• Stated problem: Convert the listing, everything from the line containing "cloud. Present it as a bracketed, comma-separated list." down to the line containing "[365, 284, 385, 296]", into a two-column CSV with the headers text and answer. Each row should pair one text line with all the bracketed lines beneath it, with each field in quotes and line breaks replaced by spaces.

• Material supplied:
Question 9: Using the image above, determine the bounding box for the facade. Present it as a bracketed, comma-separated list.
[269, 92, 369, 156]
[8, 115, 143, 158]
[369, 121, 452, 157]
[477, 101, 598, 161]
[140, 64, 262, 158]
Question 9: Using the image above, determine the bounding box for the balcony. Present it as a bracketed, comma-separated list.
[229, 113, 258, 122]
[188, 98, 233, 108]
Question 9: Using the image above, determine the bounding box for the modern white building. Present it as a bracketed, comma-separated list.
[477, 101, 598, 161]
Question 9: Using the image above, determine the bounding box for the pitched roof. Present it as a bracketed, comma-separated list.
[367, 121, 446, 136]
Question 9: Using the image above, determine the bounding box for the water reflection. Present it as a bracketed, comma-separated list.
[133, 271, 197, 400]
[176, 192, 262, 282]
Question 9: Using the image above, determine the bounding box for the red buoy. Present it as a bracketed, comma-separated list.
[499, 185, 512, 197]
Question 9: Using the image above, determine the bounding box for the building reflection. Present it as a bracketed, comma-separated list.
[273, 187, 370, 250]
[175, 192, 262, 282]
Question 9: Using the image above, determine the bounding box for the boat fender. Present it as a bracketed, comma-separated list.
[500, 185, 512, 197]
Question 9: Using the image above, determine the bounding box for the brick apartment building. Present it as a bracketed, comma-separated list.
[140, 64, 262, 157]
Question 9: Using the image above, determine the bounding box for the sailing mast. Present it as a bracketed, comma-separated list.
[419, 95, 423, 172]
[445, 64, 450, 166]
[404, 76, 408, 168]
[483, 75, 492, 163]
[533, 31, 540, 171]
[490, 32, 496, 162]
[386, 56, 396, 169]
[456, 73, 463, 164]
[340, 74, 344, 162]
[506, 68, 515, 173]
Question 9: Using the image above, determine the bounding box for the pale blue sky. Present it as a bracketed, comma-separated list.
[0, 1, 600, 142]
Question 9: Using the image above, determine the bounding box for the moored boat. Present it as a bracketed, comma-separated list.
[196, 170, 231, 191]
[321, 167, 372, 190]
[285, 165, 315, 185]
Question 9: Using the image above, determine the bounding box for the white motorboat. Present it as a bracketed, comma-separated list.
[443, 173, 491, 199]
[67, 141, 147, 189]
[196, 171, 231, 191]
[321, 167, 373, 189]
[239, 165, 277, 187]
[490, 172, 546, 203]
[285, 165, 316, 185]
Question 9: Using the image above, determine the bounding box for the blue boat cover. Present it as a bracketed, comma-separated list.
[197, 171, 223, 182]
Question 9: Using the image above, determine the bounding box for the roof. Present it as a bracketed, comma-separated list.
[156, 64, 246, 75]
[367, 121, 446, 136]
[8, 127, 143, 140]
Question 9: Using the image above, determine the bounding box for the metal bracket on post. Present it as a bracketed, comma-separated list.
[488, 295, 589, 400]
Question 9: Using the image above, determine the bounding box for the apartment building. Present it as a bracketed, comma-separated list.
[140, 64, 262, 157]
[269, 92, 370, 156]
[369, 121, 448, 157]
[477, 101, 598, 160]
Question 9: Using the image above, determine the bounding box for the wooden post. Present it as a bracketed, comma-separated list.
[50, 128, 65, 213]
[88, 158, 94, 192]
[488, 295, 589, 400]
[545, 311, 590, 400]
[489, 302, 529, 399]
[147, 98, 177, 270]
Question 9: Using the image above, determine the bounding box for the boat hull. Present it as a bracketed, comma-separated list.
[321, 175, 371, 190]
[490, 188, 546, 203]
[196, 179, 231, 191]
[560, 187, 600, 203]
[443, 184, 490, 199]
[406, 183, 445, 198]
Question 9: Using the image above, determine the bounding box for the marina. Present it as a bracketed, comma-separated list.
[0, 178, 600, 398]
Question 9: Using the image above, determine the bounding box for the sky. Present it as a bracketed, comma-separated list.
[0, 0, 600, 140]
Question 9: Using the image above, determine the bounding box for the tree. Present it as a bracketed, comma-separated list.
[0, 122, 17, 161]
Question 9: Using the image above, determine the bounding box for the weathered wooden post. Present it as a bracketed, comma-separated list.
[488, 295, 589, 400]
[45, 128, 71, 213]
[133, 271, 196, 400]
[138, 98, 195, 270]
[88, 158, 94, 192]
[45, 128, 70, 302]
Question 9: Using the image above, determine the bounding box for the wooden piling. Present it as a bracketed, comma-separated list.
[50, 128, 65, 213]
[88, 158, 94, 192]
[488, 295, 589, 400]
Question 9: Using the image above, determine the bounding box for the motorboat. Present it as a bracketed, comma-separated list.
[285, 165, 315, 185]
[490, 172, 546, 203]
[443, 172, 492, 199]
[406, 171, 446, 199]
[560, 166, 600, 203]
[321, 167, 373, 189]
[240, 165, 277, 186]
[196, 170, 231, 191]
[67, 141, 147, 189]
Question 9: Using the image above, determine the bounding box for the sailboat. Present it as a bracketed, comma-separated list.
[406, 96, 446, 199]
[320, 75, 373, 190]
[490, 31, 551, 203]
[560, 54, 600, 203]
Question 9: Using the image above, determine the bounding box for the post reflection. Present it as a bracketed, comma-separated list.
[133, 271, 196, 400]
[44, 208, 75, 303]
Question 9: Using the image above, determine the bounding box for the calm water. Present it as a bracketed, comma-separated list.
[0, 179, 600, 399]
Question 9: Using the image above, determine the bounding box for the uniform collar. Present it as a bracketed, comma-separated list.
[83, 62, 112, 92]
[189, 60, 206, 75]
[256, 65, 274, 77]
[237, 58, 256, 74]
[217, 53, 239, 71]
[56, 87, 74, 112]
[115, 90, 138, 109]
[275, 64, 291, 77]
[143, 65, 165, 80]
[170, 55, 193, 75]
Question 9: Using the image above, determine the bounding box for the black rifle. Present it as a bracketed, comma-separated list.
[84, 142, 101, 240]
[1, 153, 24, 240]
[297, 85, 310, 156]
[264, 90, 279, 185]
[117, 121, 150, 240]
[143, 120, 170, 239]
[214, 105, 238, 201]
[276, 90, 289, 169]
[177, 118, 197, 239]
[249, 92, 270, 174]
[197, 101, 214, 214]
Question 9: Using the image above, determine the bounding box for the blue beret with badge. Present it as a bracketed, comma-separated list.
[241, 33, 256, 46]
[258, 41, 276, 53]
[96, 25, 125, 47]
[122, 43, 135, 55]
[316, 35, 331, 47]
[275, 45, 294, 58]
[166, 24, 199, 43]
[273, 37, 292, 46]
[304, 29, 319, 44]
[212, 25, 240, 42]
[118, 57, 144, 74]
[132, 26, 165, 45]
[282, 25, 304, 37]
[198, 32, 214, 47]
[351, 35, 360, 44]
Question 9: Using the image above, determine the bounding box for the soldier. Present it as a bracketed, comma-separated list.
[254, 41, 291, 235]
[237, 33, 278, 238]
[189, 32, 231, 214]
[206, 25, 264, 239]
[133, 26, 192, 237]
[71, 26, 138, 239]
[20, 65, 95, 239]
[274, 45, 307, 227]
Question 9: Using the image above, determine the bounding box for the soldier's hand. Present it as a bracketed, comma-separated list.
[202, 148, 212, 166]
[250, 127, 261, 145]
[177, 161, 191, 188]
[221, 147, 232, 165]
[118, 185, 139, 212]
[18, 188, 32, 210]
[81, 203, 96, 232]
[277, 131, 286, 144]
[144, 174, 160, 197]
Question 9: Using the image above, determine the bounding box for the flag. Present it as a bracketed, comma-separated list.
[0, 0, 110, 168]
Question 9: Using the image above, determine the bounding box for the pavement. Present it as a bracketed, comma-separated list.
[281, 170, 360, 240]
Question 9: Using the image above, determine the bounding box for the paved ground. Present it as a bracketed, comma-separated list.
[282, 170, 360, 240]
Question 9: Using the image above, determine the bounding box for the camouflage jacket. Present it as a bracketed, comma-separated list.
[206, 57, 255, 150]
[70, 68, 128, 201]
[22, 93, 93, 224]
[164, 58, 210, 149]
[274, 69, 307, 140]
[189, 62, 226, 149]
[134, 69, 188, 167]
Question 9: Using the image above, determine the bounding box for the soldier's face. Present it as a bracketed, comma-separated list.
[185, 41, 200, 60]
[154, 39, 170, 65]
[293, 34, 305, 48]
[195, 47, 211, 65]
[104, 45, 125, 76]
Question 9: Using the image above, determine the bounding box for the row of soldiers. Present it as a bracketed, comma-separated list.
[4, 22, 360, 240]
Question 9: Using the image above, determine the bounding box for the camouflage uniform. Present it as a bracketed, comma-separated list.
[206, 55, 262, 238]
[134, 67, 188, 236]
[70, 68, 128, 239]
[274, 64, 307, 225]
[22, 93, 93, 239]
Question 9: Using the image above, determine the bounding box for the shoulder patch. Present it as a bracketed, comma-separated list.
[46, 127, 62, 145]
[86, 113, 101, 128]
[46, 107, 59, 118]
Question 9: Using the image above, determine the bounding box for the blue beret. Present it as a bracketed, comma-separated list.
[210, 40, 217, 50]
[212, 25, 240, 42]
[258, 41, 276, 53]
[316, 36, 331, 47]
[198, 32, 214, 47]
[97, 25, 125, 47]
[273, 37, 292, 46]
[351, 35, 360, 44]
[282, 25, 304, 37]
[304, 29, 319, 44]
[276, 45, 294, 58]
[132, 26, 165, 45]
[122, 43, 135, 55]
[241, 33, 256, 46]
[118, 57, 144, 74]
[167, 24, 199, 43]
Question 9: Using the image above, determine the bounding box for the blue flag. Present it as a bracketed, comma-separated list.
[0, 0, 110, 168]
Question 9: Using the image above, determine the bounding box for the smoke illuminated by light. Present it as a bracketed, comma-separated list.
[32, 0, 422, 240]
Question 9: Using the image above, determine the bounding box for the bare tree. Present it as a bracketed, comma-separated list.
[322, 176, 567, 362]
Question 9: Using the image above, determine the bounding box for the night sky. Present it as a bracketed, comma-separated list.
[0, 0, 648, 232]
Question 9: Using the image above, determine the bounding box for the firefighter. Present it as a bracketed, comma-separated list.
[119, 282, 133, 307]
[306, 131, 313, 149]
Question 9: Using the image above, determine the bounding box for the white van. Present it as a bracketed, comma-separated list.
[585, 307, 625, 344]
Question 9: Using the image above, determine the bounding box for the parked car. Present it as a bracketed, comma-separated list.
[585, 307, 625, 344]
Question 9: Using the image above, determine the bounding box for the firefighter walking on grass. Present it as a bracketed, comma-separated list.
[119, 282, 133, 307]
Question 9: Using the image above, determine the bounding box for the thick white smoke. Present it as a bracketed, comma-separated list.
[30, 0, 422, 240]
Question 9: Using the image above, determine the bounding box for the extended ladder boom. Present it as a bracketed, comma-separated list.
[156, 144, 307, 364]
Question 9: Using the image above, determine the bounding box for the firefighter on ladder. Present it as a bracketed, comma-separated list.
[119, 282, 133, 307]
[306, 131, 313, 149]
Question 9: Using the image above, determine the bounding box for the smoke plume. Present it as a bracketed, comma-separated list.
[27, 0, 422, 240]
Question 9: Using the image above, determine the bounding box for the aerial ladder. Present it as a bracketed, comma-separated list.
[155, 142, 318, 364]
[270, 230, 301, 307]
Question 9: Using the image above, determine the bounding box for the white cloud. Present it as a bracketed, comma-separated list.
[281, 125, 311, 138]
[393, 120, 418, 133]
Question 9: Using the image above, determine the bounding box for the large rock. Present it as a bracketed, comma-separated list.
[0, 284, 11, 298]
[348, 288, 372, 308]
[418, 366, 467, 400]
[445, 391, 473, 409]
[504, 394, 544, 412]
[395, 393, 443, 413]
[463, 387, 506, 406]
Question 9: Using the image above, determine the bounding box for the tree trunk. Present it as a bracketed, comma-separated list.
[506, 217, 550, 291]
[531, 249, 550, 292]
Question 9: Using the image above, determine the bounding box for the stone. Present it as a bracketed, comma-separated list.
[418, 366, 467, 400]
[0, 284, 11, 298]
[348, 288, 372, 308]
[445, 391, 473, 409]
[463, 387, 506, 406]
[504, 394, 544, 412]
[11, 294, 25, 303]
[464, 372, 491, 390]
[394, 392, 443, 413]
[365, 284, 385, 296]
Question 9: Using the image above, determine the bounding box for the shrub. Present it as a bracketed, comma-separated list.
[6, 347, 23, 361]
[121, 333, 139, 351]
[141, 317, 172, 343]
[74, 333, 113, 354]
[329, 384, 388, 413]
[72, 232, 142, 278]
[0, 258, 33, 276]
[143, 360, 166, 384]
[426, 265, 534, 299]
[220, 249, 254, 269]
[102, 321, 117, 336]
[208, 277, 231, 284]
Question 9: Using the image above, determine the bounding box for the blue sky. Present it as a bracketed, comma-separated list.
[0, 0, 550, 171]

• Written answer:
text,answer
"Question 9: Using the image above, determine the bounding box for the white cloud. Present it as a bracketed, comma-separated list.","[281, 125, 311, 138] [393, 120, 418, 133]"
"Question 9: Using the image above, determine the bounding box for the large rock. Present it as a bracketed, comma-separated list.","[0, 284, 11, 298] [348, 288, 372, 308] [418, 366, 467, 400] [445, 391, 473, 409] [504, 394, 544, 412] [395, 393, 443, 413] [463, 387, 506, 406]"
"Question 9: Using the image above, determine the bounding box for the tree trunk. Present it as a bracketed, comma-separated list.","[506, 217, 550, 291] [531, 249, 550, 292]"
"Question 9: Using the image above, determine the bounding box for the stone. Present it as a bracketed, comma-separated list.","[418, 366, 467, 400] [0, 284, 11, 298] [348, 288, 372, 308] [445, 391, 473, 409] [463, 387, 506, 406] [504, 394, 544, 412] [11, 294, 25, 303] [464, 372, 491, 390] [394, 392, 443, 413] [365, 284, 385, 296]"